§ **EXCERPTED TEXT**:
_ _ _ _

Occasionally, when golfing, you come across a hazard that is so physically challenging that your pulse quickens and your brow gets damp just from thinking about what might happen next. The 12th hole at the new, and stunning, Crowsnest Pass Golf Club in Blairmore, Alberta, features one such hazard—though, in fairness, context is everything.
Of course, there is much more than golfing drama to be had along the Crowsnest Pass, with its towering peaks and mercury rivers. Historic small towns like Coleman and Blairmore hunker in the valley near abandoned coal mines that speak to an industrial past. The topography of the pass combined with the longish winters, however, has also meant that golf has never been big in the area. The old Crowsnest Pass Golf Club first opened in the 1920s, but it had been rebuilt and rerouted so many times to accommodate coal mining that it was never much of a draw.
In 1997, a new 18-hole course opened, and then, roughly a decade ago, the club completed a land swap with a mining company seeking easier access to the highway. In return, the club received a large and undulating piece of property up the mountainside. The respected golf course architect Gary Browning got to work in 2015, and the new course and clubhouse opened in the summer of 2020. And it might just be the best new course to open in Alberta in decades.
We’d played the first 11 holes of that recently reimagined course in something of a state of awe of its magisterial beauty. When we got to the 12th tee, we found a short par 3 of about 140 yards played over a shrub-choked chasm to a small and well-bunkered green. We also found a course marshal standing on the tee. We made a joke about having a gallery to watch our shots.

_ _ _ _

§ **RECORD EXCERPTS**:

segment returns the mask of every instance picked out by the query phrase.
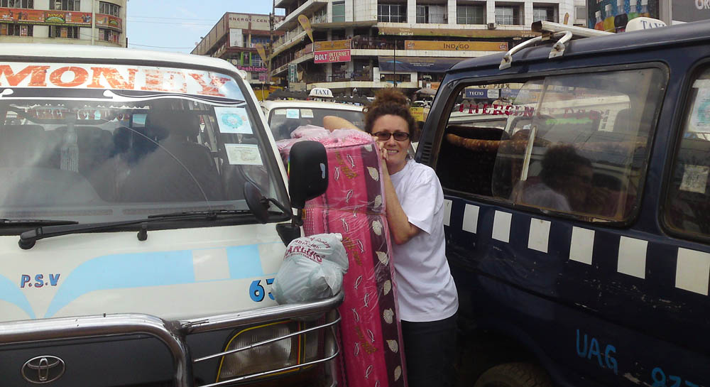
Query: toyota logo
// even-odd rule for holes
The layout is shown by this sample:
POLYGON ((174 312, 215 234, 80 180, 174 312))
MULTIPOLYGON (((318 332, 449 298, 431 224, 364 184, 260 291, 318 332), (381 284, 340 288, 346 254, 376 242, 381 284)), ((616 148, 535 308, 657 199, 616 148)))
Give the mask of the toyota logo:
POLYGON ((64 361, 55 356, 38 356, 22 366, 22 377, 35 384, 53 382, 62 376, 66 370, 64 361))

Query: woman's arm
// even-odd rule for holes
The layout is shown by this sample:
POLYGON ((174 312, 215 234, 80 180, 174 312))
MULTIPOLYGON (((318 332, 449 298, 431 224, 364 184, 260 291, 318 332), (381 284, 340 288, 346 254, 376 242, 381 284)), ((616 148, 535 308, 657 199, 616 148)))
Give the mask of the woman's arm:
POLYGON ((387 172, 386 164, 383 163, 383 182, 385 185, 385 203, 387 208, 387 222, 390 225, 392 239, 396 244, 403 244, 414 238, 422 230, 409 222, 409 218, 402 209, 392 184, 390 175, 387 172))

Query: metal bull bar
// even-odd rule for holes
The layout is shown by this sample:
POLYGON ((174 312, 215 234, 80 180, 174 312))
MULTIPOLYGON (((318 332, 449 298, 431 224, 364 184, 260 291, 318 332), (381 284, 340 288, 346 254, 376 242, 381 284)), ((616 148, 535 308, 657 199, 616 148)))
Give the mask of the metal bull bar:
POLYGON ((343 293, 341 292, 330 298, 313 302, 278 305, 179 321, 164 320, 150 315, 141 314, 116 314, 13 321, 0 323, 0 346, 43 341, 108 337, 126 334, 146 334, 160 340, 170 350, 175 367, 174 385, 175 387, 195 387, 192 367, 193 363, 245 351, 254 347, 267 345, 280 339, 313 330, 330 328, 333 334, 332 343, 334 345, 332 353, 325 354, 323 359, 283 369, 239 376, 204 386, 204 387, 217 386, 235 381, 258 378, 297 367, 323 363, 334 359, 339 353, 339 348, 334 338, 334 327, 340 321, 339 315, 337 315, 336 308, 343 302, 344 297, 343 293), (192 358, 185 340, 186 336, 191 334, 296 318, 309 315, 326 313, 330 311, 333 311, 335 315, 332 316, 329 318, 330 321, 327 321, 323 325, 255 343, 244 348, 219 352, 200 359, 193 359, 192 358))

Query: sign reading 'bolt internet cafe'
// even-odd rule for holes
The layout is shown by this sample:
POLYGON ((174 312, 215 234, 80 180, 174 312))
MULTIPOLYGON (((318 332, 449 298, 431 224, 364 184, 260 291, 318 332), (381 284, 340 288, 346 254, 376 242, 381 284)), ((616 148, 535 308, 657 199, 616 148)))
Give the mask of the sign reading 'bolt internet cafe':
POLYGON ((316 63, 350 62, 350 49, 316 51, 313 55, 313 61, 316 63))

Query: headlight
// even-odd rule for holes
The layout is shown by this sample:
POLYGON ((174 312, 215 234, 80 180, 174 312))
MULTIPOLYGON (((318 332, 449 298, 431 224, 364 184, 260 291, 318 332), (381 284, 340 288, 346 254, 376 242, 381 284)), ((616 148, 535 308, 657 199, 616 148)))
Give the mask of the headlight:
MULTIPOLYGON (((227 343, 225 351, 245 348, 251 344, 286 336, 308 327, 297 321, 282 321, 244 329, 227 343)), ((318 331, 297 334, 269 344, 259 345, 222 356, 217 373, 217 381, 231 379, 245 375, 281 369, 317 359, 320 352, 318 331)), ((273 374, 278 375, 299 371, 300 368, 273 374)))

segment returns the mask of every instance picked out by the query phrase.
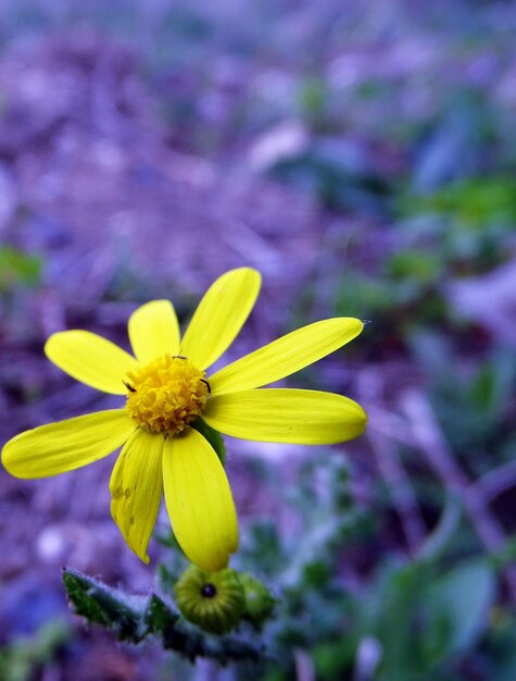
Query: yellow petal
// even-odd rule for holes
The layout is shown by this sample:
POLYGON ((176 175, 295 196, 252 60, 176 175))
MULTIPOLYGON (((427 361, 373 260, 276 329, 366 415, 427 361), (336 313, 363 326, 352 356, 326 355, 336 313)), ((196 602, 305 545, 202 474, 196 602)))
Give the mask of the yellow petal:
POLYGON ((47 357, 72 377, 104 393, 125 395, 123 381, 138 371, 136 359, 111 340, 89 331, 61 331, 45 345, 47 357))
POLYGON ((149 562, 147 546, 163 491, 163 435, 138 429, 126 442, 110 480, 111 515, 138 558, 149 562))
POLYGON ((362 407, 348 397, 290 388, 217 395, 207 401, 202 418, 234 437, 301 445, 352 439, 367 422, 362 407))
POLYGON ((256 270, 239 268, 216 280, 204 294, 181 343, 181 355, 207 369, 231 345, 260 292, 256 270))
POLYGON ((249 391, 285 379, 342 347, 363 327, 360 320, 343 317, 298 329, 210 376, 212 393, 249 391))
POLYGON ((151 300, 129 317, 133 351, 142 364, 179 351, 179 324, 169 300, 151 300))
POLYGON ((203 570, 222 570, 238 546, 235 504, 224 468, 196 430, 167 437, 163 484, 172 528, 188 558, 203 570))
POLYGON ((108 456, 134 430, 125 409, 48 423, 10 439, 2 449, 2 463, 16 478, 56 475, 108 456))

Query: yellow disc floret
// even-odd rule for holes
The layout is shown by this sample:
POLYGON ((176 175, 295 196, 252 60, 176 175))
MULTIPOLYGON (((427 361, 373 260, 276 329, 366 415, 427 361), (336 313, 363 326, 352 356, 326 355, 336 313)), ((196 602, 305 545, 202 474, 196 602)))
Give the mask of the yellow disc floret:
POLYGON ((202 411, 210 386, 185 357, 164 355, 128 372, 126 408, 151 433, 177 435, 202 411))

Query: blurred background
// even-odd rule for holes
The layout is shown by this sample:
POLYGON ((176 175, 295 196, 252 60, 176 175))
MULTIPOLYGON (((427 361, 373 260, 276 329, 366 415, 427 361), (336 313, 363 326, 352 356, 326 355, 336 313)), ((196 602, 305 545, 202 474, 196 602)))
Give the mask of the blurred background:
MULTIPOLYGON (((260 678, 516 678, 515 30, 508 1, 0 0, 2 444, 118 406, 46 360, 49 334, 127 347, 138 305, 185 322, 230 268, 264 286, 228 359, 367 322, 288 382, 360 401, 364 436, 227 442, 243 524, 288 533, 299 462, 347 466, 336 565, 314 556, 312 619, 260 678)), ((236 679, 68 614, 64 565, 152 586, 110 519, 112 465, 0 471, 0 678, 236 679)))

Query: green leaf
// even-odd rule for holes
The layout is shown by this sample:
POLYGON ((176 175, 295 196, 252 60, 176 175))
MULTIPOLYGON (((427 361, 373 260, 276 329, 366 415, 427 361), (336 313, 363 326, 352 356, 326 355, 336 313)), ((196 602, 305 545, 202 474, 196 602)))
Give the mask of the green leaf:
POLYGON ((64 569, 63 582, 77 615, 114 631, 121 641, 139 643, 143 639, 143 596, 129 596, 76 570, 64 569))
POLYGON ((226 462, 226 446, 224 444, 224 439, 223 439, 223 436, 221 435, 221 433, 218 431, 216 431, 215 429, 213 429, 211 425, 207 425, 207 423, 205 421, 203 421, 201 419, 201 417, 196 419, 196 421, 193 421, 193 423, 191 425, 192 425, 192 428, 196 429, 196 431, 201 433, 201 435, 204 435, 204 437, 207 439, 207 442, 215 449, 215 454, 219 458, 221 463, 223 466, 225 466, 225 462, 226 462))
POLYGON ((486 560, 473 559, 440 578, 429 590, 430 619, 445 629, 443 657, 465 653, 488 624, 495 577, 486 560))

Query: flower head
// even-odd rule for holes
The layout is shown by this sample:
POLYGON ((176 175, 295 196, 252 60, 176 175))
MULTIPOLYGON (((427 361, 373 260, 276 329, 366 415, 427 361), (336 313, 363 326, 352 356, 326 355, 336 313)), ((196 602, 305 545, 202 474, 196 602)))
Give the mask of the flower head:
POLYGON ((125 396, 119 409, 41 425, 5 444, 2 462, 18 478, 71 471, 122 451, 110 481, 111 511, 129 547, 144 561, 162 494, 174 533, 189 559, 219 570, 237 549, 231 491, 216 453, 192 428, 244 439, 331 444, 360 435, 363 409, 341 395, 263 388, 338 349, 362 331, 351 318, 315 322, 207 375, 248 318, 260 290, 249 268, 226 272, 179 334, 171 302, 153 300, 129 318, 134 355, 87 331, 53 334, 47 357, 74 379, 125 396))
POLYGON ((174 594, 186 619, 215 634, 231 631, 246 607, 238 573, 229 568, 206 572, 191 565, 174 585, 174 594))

_ _ _ _

§ **TASKS TO COMPLETE**:
a. Can you extract the part of the Crowsnest Pass golf passage that begins at the words "Of course, there" and stops after "much of a draw."?
b. What comes next in the Crowsnest Pass golf passage? Continue it from the point where it stops.
The records have no connection to the text about the Crowsnest Pass golf course.

§ **TASK RESULTS**:
a.
Of course, there is much more than golfing drama to be had along the Crowsnest Pass, with its towering peaks and mercury rivers. Historic small towns like Coleman and Blairmore hunker in the valley near abandoned coal mines that speak to an industrial past. The topography of the pass combined with the longish winters, however, has also meant that golf has never been big in the area. The old Crowsnest Pass Golf Club first opened in the 1920s, but it had been rebuilt and rerouted so many times to accommodate coal mining that it was never much of a draw.

b.
“That’s not why I’m here,” he said. “There’s a mama grizzly and her cub just off in the bush over to the right of the green. I’ve been watching and I haven’t seen them. They probably moved on.”
Should we wait?
“Oh no,” he said in that blithe manner that outdoorsy people seem able to adopt in the face of someone else’s imminent mauling. “You’re good to go. I’ll watch from here and then come up to the green with you.”
A quick inspection of his golf cart revealed no weapon other than a large thermos of coffee. My three partners found the putting surface. I proceeded to half-shank my shot into, of course, the bush and shrub right of the green. At the green, I told my friends I was just going to have a quick scout for my ball. None offered to help. The marshal stood nervously by, no longer smiling.
It turned out my ball had settled partway down the side of a foliage-heavy embankment a few yards short of the deeper part of the gorge. What’s the worst that can happen? I asked myself. A possible fall into a valley, at the bottom of which a grizzly mama and cub had been spotted within the last half hour. Okay, that was bad. On the other hand, it was a brand-new Titleist Pro V1 down there. Six dollars! It wasn’t much of a dilemma.
I shimmied down, gap wedge in hand, the green 20 feet above me. No bears. I planted my feet and swung and before I’d even completed my backswing I was hotfooting it back up top, certain I’d heard branches snapping close behind me. Screaming and whooping broke out overhead. I clambered up to find my friends shaking their heads in disbelief and the course marshal laughing. My ball had rocketed up on to the green, clattered into the pin and dropped into the hole.
Later, over a beer, our server asked if we’d seen the bears on the 12th hole.
“No,” I said. “But it was an easy birdie.”